* _Task to complete_
Go to the line containing "Can you see the leaning" and return it and each line after it exactly, through the end of the data below, and nothing more.

:: Data for processing

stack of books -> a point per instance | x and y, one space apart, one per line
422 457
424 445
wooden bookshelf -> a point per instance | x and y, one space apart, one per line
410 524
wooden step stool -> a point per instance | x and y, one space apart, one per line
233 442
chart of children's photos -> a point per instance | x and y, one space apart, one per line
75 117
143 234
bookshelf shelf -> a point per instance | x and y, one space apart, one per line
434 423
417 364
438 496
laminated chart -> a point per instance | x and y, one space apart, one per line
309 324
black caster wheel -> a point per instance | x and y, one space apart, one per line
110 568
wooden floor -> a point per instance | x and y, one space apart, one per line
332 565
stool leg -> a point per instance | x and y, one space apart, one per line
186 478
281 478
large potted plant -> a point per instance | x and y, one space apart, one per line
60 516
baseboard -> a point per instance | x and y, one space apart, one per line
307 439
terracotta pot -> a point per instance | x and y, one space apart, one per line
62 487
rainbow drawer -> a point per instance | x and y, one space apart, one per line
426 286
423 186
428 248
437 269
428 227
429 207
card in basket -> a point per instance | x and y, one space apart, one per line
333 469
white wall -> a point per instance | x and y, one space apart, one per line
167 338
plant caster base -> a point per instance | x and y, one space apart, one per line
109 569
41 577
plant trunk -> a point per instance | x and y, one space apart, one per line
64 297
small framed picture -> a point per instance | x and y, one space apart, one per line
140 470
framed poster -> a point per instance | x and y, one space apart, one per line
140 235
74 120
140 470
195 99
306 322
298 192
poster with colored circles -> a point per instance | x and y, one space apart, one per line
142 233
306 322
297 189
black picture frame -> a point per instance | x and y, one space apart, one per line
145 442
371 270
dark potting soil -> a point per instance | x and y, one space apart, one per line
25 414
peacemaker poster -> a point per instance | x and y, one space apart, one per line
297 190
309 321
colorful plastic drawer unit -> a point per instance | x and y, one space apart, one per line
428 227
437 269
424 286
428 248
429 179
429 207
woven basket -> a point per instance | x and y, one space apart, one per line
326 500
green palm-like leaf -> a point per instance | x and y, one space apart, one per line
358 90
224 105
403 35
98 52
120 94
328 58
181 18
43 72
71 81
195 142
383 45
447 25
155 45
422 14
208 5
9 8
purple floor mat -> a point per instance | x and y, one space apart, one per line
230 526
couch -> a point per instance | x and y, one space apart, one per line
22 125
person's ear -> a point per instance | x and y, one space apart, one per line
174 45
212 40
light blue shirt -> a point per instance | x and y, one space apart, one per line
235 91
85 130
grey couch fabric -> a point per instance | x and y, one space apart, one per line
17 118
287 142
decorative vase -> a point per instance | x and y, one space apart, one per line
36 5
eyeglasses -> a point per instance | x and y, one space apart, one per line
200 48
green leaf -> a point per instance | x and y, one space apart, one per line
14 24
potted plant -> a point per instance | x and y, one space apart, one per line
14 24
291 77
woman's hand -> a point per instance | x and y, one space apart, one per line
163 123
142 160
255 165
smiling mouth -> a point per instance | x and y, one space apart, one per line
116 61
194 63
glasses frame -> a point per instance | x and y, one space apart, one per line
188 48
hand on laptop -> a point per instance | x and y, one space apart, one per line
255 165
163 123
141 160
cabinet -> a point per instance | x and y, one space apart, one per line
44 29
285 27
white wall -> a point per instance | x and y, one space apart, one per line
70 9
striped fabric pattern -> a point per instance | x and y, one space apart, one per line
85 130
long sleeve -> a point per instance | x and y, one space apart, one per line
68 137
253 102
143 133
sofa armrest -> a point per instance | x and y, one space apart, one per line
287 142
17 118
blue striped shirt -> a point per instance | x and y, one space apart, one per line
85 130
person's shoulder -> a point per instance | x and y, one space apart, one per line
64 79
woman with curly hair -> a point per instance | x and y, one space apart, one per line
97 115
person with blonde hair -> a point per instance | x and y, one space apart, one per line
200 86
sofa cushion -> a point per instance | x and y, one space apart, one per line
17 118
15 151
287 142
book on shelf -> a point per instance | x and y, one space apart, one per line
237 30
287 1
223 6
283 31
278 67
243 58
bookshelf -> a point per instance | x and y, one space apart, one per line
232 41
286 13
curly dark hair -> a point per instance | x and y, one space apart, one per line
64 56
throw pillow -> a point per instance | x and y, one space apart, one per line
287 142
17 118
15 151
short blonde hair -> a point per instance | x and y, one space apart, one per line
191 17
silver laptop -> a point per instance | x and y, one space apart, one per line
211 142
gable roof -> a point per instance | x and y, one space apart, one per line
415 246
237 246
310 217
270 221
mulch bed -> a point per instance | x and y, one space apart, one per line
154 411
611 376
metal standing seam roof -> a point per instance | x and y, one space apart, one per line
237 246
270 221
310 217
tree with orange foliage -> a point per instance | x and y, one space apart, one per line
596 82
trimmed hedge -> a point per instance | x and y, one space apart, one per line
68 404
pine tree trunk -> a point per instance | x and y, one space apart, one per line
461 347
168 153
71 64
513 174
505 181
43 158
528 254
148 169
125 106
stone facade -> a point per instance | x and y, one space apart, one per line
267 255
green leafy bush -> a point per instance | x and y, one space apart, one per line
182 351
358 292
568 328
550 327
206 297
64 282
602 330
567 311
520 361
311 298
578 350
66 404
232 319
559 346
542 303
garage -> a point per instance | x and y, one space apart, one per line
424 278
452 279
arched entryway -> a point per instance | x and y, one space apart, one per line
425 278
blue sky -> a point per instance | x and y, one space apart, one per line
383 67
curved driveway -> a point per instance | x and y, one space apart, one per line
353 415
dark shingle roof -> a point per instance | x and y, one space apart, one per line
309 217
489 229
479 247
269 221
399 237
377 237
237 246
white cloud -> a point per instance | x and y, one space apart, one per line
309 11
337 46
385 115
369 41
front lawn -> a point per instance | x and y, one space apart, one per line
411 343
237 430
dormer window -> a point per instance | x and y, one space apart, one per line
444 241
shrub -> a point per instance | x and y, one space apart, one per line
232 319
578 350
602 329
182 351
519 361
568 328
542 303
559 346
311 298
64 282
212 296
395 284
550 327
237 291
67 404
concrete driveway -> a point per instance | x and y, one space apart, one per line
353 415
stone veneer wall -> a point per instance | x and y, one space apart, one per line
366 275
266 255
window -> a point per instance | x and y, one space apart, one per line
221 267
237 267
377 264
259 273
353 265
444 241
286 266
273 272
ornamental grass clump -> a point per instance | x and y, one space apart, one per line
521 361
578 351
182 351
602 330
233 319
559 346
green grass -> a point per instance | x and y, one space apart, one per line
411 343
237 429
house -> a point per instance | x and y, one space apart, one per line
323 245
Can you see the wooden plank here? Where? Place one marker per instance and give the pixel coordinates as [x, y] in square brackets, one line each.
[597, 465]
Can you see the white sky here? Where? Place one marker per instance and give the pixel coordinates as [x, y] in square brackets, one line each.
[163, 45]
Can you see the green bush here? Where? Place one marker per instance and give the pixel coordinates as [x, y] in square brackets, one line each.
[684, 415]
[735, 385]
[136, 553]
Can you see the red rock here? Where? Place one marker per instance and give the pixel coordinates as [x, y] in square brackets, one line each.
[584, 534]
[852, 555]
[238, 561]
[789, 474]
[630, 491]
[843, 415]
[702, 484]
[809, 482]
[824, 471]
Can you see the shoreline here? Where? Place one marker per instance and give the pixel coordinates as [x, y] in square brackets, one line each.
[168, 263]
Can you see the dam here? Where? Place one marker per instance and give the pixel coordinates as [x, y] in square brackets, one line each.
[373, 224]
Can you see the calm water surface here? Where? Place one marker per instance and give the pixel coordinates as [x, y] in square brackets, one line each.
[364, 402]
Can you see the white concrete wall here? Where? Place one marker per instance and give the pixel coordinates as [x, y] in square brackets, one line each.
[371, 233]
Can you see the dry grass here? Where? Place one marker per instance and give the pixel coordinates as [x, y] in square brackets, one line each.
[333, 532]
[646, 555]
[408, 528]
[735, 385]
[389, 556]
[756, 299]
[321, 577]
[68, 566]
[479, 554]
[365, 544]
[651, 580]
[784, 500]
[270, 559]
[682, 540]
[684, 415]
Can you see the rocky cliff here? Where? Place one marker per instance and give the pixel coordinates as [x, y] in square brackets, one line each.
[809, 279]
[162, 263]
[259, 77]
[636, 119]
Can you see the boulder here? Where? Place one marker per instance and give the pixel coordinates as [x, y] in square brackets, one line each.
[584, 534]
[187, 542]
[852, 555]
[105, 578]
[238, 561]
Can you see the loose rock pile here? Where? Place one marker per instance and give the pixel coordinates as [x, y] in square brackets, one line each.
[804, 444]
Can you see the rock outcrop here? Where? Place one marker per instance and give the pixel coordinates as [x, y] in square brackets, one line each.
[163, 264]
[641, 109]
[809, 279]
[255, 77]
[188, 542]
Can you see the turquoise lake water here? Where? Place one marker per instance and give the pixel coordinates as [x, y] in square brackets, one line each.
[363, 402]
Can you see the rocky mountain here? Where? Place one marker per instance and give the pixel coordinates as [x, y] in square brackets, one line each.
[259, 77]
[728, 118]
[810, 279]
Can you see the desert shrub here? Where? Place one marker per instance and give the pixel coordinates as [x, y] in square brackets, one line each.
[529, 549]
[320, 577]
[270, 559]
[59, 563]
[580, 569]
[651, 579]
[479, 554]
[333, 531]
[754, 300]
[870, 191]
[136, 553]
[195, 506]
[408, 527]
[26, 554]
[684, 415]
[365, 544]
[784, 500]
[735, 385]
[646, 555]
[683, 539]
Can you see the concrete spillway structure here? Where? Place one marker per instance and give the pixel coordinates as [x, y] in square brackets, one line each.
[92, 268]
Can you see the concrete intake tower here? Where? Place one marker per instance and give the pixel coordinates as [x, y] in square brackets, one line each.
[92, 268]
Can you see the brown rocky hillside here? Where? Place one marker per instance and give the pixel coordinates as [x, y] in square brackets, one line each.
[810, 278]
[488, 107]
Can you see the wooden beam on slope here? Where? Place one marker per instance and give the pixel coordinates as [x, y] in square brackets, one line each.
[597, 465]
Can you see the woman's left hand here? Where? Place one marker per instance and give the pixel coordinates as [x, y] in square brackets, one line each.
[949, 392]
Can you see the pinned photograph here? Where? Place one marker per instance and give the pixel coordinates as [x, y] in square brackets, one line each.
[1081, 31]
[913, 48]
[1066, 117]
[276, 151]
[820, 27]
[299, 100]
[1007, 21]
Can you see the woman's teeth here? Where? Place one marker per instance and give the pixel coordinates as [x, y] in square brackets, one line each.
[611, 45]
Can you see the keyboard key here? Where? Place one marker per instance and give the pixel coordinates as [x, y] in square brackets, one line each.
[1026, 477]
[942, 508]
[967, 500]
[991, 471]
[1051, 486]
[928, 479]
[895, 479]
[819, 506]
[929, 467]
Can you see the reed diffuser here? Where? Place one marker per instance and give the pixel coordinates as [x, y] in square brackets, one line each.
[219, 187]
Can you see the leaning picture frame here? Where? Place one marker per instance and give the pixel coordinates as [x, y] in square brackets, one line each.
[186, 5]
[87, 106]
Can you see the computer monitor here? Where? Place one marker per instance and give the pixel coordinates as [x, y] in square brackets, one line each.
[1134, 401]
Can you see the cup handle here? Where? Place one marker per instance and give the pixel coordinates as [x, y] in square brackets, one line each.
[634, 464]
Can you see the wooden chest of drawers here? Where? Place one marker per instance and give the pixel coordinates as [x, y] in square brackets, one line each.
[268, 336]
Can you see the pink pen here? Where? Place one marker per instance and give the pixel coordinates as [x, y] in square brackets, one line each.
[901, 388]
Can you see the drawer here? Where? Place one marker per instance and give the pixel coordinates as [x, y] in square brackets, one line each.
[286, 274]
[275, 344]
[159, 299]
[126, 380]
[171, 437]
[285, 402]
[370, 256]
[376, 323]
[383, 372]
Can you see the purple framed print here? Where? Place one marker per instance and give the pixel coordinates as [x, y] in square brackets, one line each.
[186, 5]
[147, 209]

::::

* _Answer to this task_
Can you see the leaning picture frame here? Where? Place one marker per instance and give the pixel coordinates as [x, y] in square brackets, one line each.
[186, 5]
[87, 106]
Can you see the computer monitor here? Where? Place one marker per instance and give the pixel coordinates as [x, y] in square brackets, one line each.
[1134, 401]
Can you see the cup handle here? Where? Place one marker per instance and give the pixel coordinates as [x, y] in square brackets, one line each.
[634, 464]
Can you see the wooden chest of drawers here? Where? Place one marker per instance and give the pixel coordinates as [x, y] in square brackets, one line each.
[268, 336]
Can you see the pink pen here? Where? Place one marker per instance and give the pixel coordinates as [x, y] in square brackets, one line each.
[901, 388]
Can you see the drawer here? Where? Place one marker per instance and give the pixel coordinates as [x, y] in square brackets, one line each.
[286, 274]
[275, 344]
[159, 299]
[126, 380]
[171, 437]
[285, 402]
[370, 256]
[376, 323]
[383, 372]
Can you see the purple framed print here? Where? Place one marker per instance and give the pixel coordinates as [x, y] in square brackets, one line each.
[186, 5]
[147, 209]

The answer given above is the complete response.